**Brief**
Your task is to copy every line of the entries that contains "shikhara".

**Given data**
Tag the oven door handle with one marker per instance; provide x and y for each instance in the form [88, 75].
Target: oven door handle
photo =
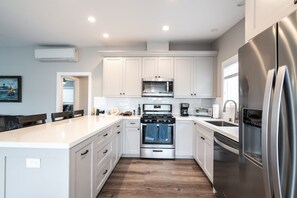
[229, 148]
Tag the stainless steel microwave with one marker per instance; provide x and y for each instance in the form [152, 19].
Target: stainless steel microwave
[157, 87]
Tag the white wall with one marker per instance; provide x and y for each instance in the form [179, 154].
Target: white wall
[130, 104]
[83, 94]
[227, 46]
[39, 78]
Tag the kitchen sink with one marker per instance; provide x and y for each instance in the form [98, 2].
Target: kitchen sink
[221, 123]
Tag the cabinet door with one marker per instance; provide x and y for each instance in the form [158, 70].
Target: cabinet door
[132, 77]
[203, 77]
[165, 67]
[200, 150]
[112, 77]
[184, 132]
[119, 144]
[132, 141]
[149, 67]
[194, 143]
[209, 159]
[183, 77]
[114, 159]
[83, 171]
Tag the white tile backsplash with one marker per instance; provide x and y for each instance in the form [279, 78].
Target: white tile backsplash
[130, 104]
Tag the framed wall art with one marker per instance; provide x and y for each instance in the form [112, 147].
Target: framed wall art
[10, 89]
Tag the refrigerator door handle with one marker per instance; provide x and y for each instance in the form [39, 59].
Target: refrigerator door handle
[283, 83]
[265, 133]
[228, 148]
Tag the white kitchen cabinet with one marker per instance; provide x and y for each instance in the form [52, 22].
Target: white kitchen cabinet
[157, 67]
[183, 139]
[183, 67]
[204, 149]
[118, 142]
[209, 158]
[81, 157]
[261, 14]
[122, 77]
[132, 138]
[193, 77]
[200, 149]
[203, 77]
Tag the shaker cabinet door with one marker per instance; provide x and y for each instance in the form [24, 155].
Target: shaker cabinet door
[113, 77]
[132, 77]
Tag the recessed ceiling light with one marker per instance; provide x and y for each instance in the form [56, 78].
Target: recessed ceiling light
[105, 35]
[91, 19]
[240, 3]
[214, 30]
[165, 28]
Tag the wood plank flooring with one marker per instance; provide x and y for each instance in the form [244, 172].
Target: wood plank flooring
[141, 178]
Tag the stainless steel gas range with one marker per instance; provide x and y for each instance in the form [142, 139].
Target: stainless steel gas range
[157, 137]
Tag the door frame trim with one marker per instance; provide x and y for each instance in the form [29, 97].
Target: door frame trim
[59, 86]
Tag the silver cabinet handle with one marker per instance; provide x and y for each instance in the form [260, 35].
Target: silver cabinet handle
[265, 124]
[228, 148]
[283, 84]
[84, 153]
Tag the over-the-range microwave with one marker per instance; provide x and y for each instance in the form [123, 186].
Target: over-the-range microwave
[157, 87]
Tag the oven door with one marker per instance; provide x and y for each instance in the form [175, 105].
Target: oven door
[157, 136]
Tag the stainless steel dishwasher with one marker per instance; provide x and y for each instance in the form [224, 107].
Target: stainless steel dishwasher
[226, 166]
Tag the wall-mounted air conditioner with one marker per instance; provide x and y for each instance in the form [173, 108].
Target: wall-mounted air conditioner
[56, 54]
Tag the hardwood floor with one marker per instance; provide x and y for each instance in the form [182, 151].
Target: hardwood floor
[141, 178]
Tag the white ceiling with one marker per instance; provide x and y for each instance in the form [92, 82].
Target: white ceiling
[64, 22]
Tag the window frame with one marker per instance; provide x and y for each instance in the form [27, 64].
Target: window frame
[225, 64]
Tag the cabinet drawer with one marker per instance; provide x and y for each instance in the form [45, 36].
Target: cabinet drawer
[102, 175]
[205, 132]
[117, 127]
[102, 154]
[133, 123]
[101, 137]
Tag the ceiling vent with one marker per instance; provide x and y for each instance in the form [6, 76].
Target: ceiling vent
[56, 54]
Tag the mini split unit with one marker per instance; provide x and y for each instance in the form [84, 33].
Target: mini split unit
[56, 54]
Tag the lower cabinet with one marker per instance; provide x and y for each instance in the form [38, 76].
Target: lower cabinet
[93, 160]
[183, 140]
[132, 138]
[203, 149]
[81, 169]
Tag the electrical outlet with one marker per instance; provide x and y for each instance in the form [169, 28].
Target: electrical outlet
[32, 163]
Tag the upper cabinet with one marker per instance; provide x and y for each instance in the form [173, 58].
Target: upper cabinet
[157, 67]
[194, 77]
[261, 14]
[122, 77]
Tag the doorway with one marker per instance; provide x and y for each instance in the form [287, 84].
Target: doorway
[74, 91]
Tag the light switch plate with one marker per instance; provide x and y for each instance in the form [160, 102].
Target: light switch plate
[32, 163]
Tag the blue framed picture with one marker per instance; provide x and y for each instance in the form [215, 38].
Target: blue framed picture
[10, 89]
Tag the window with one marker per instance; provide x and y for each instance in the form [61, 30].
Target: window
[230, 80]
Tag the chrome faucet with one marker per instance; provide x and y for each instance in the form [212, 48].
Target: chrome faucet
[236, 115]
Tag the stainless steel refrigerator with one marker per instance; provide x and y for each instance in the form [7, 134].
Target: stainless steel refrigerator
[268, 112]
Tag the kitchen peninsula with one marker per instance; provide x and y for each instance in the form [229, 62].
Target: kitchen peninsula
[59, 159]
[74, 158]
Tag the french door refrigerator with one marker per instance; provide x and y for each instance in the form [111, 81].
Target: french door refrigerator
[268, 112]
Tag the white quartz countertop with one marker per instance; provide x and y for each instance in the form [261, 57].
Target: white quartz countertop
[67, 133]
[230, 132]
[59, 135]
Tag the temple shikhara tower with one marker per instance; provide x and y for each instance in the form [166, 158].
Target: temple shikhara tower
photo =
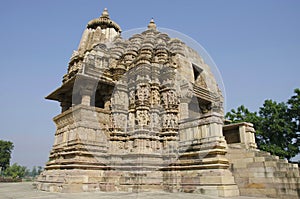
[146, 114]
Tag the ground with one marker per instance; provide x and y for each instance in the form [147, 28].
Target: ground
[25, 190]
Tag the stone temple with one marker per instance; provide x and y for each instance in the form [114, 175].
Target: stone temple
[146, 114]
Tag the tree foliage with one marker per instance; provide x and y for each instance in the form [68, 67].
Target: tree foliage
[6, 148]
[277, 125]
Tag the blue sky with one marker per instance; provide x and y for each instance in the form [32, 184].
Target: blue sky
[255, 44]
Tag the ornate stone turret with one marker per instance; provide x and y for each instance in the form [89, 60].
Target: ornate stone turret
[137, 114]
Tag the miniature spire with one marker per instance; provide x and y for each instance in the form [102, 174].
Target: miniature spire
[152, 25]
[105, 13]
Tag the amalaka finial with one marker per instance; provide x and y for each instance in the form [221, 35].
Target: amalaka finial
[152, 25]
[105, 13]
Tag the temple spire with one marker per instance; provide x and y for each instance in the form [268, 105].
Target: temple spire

**Answer for the task**
Tag the temple shikhara tower with one marker per instance; provide x and y for each instance in the form [166, 158].
Target: temple shikhara tower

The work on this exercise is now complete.